• **Provided records**

----------

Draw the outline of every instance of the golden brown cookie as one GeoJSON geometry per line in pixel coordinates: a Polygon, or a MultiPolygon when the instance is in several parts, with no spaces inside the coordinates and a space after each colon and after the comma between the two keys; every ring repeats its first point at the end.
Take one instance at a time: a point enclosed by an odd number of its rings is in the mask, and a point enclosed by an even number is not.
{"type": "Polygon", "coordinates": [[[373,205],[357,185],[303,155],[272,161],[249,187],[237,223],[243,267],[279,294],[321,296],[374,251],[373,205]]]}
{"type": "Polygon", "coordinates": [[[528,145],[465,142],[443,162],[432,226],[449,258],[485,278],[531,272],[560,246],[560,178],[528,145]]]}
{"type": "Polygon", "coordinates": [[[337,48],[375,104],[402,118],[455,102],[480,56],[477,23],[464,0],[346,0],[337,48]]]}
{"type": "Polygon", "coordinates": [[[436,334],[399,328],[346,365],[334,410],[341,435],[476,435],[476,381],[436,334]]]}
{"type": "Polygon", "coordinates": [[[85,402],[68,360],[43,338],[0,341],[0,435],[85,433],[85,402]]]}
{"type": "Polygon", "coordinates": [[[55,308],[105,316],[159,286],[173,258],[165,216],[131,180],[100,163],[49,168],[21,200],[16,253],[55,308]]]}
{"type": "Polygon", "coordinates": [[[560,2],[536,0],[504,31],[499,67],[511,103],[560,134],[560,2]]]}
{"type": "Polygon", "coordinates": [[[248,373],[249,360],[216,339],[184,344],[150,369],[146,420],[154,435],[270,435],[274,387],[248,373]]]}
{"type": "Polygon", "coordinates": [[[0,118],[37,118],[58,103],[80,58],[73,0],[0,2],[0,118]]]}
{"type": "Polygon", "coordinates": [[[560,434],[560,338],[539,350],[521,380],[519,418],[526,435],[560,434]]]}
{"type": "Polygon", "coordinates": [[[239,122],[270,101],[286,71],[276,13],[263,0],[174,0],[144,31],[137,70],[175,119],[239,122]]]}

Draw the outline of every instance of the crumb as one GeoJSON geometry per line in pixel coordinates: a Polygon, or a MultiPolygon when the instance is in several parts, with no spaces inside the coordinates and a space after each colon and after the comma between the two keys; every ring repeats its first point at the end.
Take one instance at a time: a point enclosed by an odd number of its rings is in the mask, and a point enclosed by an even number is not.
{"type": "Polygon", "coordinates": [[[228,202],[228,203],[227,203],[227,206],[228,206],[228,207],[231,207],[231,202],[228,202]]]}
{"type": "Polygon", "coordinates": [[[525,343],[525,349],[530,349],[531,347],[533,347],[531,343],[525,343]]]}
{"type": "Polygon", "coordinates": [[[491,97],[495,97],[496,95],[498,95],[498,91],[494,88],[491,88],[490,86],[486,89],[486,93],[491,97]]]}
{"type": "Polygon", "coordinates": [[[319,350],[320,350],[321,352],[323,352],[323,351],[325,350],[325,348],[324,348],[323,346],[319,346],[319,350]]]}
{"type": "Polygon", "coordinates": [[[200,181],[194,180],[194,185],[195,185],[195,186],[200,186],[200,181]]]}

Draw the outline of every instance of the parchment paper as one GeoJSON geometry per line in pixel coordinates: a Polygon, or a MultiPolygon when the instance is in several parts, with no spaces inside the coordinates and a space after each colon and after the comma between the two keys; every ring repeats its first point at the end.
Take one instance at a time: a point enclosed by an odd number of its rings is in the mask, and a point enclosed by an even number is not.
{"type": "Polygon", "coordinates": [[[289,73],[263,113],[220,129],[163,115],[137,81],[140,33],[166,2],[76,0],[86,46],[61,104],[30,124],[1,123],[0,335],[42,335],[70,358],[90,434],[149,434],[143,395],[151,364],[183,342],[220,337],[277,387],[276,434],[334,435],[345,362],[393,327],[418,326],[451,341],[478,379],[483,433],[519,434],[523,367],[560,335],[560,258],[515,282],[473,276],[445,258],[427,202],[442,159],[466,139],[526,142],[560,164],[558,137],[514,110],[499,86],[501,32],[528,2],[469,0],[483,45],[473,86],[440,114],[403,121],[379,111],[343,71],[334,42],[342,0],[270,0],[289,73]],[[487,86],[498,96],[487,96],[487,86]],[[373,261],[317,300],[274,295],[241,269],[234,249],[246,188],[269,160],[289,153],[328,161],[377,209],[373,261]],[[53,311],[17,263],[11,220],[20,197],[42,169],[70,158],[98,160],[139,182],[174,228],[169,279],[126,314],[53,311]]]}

----------

• **Problem description**
Only the lines from the one containing "Draw the outline of every instance of the parchment" through the final line of the data belong in the answer, repeated exactly.

• **Response for this exercise**
Draw the outline of every instance of the parchment paper as one GeoJSON geometry per line in pixel coordinates: a Polygon, or a MultiPolygon when the instance is in several parts, with no spaces inside the coordinates and a space after each colon and after the comma between the two keys; every ring repeats its first point at the end.
Take one instance at a time: a point enclosed by an odd number of its rings is in the mask, and a point enclosed by an even number is not.
{"type": "Polygon", "coordinates": [[[289,73],[263,113],[220,129],[163,115],[137,81],[140,33],[166,2],[76,0],[86,46],[61,104],[30,124],[1,123],[0,335],[42,335],[70,358],[90,434],[149,434],[143,395],[151,364],[183,342],[220,337],[277,387],[276,434],[334,435],[345,362],[393,327],[418,326],[451,341],[478,379],[483,433],[519,434],[523,367],[560,335],[560,258],[515,282],[473,276],[445,258],[427,202],[442,159],[466,139],[526,142],[560,164],[558,137],[514,110],[499,86],[501,32],[528,2],[469,0],[483,45],[473,86],[440,114],[403,121],[379,111],[343,71],[334,42],[342,0],[270,0],[289,73]],[[487,86],[498,96],[487,96],[487,86]],[[373,261],[317,300],[274,295],[241,269],[234,249],[246,188],[269,160],[289,153],[328,161],[377,209],[373,261]],[[53,311],[17,263],[11,220],[20,197],[42,169],[70,158],[98,160],[139,182],[174,228],[169,279],[126,314],[53,311]]]}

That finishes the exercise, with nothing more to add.